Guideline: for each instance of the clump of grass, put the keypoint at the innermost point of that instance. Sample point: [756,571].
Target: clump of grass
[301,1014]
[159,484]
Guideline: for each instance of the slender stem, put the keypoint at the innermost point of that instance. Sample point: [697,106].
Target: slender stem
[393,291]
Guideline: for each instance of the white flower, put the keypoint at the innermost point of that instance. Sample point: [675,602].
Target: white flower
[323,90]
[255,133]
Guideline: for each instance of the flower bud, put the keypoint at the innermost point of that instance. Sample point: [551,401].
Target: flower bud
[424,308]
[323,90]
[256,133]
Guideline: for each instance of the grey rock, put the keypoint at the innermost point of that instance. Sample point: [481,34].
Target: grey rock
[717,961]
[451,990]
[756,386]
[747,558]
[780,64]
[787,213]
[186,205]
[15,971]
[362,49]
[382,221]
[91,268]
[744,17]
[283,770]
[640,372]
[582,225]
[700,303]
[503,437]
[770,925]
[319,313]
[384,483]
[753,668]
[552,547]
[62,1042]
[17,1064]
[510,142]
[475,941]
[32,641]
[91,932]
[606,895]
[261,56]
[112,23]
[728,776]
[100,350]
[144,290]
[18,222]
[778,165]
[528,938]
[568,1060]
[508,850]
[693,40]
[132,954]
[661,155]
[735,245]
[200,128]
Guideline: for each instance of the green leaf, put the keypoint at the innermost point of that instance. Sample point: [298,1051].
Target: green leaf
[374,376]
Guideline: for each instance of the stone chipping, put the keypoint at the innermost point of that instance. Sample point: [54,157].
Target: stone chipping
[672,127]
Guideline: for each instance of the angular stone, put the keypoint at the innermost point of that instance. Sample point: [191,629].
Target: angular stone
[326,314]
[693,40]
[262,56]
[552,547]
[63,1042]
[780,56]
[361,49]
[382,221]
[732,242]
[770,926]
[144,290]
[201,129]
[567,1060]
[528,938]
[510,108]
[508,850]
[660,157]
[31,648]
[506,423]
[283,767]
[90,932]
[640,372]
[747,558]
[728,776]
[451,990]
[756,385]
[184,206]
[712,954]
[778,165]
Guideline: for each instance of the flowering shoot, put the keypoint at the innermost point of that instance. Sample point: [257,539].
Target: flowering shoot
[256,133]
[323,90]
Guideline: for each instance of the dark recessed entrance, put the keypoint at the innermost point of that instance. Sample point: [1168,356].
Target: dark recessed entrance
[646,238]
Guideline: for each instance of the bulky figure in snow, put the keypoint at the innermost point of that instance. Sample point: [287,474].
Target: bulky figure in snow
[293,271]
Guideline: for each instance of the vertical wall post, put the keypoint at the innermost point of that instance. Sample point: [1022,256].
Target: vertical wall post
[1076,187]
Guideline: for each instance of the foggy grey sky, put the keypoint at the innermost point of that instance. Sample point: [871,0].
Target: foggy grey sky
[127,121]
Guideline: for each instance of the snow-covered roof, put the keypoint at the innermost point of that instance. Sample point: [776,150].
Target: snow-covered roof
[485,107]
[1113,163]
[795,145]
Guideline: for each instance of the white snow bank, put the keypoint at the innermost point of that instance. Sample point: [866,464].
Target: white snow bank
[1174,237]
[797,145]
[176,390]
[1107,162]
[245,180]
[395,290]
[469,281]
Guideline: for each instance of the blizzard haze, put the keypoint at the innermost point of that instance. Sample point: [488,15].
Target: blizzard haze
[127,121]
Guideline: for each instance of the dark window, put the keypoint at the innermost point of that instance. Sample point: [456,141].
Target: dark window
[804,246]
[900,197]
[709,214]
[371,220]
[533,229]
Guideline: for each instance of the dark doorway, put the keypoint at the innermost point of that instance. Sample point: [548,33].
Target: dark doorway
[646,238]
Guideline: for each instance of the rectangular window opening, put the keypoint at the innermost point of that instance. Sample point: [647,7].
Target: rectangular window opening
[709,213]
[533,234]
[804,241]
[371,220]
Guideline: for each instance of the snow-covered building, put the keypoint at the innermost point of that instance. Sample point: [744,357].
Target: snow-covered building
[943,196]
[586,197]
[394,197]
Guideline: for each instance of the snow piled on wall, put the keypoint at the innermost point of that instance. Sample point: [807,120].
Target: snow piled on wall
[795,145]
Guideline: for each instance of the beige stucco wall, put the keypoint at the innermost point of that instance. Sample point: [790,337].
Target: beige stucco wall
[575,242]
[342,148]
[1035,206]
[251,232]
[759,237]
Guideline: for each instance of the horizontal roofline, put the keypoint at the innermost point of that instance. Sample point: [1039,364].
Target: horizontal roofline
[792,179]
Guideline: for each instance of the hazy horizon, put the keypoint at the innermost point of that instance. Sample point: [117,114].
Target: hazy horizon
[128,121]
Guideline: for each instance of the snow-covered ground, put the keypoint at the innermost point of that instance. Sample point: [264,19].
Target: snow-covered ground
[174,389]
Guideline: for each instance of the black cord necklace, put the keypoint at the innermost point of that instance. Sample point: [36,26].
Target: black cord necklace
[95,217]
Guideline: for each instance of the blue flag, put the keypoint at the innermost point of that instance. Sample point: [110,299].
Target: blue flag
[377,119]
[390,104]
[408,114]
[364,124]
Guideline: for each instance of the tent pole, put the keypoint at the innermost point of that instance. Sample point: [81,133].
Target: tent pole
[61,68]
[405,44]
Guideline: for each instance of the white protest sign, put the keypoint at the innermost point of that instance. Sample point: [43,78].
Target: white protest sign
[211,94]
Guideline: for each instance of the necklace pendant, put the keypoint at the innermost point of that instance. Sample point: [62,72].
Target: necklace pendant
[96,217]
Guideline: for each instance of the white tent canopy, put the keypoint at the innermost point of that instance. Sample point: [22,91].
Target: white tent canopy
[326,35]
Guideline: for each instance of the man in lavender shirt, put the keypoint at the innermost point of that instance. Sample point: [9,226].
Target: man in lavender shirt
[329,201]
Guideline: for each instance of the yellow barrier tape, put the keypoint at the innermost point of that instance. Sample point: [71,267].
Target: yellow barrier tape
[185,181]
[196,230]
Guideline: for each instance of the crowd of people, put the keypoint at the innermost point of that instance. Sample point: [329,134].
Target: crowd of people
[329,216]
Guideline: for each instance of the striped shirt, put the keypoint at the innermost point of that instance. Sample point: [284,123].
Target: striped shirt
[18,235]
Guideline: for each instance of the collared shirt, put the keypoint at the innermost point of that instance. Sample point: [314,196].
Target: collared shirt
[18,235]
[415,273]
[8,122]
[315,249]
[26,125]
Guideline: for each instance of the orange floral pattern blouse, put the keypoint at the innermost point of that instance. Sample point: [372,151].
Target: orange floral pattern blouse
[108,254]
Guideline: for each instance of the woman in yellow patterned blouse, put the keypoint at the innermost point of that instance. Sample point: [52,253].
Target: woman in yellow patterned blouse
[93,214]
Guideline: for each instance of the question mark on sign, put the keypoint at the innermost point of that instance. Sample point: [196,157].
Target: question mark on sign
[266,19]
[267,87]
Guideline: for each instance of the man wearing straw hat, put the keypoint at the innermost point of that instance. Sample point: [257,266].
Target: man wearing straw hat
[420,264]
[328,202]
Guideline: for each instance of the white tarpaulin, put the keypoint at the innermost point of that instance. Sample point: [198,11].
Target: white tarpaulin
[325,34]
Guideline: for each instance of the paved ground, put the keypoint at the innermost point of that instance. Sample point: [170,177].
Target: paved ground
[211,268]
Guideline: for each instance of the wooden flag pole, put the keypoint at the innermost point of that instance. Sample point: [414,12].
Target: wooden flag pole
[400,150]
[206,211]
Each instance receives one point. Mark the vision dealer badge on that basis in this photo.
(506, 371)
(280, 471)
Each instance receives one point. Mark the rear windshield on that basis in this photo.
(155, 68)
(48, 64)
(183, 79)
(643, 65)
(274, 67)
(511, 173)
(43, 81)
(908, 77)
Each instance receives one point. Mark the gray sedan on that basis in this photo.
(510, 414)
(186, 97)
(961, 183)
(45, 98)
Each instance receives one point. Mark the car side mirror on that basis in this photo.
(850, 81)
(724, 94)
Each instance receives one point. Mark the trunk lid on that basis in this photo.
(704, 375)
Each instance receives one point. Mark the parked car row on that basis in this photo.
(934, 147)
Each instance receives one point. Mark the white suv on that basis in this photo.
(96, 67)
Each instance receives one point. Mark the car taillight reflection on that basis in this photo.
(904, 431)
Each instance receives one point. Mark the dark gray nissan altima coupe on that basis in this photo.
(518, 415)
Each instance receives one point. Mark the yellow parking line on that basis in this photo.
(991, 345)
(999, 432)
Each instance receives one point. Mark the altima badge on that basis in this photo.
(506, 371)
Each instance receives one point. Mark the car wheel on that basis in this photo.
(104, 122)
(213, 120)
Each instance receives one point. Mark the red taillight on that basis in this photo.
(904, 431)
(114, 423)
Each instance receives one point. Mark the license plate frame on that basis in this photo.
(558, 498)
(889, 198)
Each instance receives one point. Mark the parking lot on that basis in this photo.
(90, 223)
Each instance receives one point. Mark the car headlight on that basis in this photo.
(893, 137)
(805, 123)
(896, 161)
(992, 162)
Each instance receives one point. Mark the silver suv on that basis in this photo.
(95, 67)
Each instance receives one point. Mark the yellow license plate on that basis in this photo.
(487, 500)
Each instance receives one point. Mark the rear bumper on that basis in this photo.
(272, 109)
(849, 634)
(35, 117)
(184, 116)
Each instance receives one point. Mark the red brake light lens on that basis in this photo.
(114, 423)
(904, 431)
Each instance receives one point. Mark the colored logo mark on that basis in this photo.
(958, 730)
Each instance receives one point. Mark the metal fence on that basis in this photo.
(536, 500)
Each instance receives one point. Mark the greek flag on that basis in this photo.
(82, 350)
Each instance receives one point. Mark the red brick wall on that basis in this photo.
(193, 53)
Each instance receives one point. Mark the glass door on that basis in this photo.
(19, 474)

^^^^^^^^

- Exercise aim -
Write out again, exactly, the lines from the start of the entries up to and including the one with "Guideline: for each instance of the white flower, put". Nothing else belongs in the reply.

- Your solution -
Guideline: for each instance of the clump of grass, put the keypoint at the innermost point of that instance. Sample point: [756,571].
Target: clump of grass
[301,1014]
[159,484]
Guideline: for each instance of the slender stem, put the keypoint at the innermost point of that instance. Sample point: [697,106].
Target: slender stem
[393,291]
Guideline: for each instance of the white flower, put the keypoint at the innermost point of that instance. Sample point: [675,602].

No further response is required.